Tugas Singkat 1:
Kumpulkan setiap baris entri yang memuat kata "brown".

Kutipan Pilihan:
↓↓↓
Korupsi Tak Berkesudahan dan Hiruk Pikuk Pemilu di Sumut
Tidak ada titik terang pemberantasan korupsi di Sumut. Pelakunya bahkan residivis pada kasus korupsi bupati sebelumnya.
Oleh
NIKSON SINAGA
·5 menit baca
Di tengah hiruk pikuk Pemilihan Umum 2024, Bupati Labuhan Batu Erik A Ritonga ditangkap oleh Komisi Pemberantasan Korupsi, Kamis (11/1/2024). Erik menambah daftar panjang kepala daerah yang terjerat korupsi di Sumut. Korupsi masif seolah tidak bisa dihentikan meskipun sudah berkali-kali kepala daerah, dari mulai bupati, wali kota, hingga gubernur, ditangkap dan diadili karena korupsi.
”Satu aspek yang belum ada saat ini adalah perbaikan pengawasan dan tata kelola pemerintahan. Semua sistem pengawasan yang ada di Sumut adalah bagian dari masalah korupsi itu sendiri. Masak jeruk makan jeruk,” kata Direktur Lembaga Bantuan Hukum Humaniora Redyanto Sidi Jambak, di Medan, Selasa (23/1/2024).
Jika tidak ada perbaikan tata kelola dan pengawasan, Redyanto menyebut, kasus korupsi kepala daerah di Sumut akan terus berlanjut. Kepala daerah yang tertangkap KPK dianggap sedang apes saja. Belum lagi hukuman yang dijatuhkan kepada kepala daerah belakangan ini semakin ringan untuk kategori kejahatan luar biasa sehingga tidak menimbulkan efek jera. Kemauan politik para elite daerah untuk memberantas korupsi juga tidak ada.
↑↑↑
Tugas Singkat 2:
Teruskan tulisan tentang korupsi kepala daerah di Sumut, mulai sesudah kalimat terakhirnya.

[Cuplikan data penunjukan]
↓↓↓
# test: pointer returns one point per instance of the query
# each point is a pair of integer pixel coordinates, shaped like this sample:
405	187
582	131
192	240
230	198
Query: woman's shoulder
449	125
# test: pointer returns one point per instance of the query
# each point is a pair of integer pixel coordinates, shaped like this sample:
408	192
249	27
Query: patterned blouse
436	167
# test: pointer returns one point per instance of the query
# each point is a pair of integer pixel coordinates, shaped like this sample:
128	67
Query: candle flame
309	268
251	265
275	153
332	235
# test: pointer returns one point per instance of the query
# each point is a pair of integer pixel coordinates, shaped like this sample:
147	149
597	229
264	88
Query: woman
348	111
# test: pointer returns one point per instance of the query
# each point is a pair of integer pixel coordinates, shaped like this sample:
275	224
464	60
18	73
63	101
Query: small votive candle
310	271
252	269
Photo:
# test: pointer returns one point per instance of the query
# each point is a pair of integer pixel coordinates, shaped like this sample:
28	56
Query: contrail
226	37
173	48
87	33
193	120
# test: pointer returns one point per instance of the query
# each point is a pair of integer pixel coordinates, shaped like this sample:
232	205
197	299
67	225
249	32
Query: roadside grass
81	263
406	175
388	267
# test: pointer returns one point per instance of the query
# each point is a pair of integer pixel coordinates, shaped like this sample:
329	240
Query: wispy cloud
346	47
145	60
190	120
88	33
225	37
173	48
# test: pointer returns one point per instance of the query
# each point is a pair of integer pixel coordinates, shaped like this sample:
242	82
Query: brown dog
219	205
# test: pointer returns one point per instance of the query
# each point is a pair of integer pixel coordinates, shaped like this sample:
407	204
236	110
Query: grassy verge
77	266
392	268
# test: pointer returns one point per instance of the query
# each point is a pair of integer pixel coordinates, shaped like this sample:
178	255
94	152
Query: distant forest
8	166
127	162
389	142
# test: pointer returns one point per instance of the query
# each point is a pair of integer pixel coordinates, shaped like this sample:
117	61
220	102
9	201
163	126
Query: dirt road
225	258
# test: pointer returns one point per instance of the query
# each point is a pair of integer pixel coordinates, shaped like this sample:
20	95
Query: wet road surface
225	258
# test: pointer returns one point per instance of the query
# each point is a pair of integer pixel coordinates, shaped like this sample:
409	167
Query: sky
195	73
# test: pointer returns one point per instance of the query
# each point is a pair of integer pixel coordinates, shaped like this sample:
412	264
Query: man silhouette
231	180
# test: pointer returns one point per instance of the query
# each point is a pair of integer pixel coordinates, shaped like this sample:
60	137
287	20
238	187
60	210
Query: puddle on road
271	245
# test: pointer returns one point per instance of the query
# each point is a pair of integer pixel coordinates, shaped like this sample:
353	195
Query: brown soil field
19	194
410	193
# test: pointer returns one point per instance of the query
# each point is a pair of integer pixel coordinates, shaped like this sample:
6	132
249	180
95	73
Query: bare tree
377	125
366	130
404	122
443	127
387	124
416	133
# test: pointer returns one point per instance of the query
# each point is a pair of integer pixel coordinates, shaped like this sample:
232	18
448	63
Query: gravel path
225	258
↑↑↑
Jawaban Latihan 1:
Query: brown dog
Query: brown soil field

Jawaban Latihan 2:
Modus korupsi yang dilakukan Erik terbilang sangat umum dan menjadi gambaran pelaksanaan berbagai proyek di berbagai daerah di Sumut. Dia bersama seorang anggota DPRD Labuhan Batu, Rudi Syahputra Ritonga, menerima suap dari dua orang pihak swasta, yakni Efendy Syahputra alias Asiong dan Fajar Syahputra alias FS.
Wakil Ketua KPK Nurul Ghufron mengungkapkan, Erik mengintervensi dan aktif dalam berbagai proyek pengadaan di berbagai satuan kerja perangkat daerah. Proyek yang menjadi atensi Erik, di antaranya proyek di dinas pekerjaan umum dan penataan ruang (PUPR) serta dinas kesehatan.Erik juga menempatkan istri Rudi, yakni Maharani, sebagai kepala dinas kesehatan.
Untuk dua proyek di dinas PUPR tersebut, kontraktor yang dimenangkan adalah Fazar dan Efendy. Sekitar Desember 2023, Erik melalui Rudi meminta agar segera disiapkan sejumlah uang yang diistilahkan dengan ”kutipan/kirahan” dari para kontraktor yang telah dikondisikan untuk dimenangkan dalam beberapa proyek di dinas PUPR.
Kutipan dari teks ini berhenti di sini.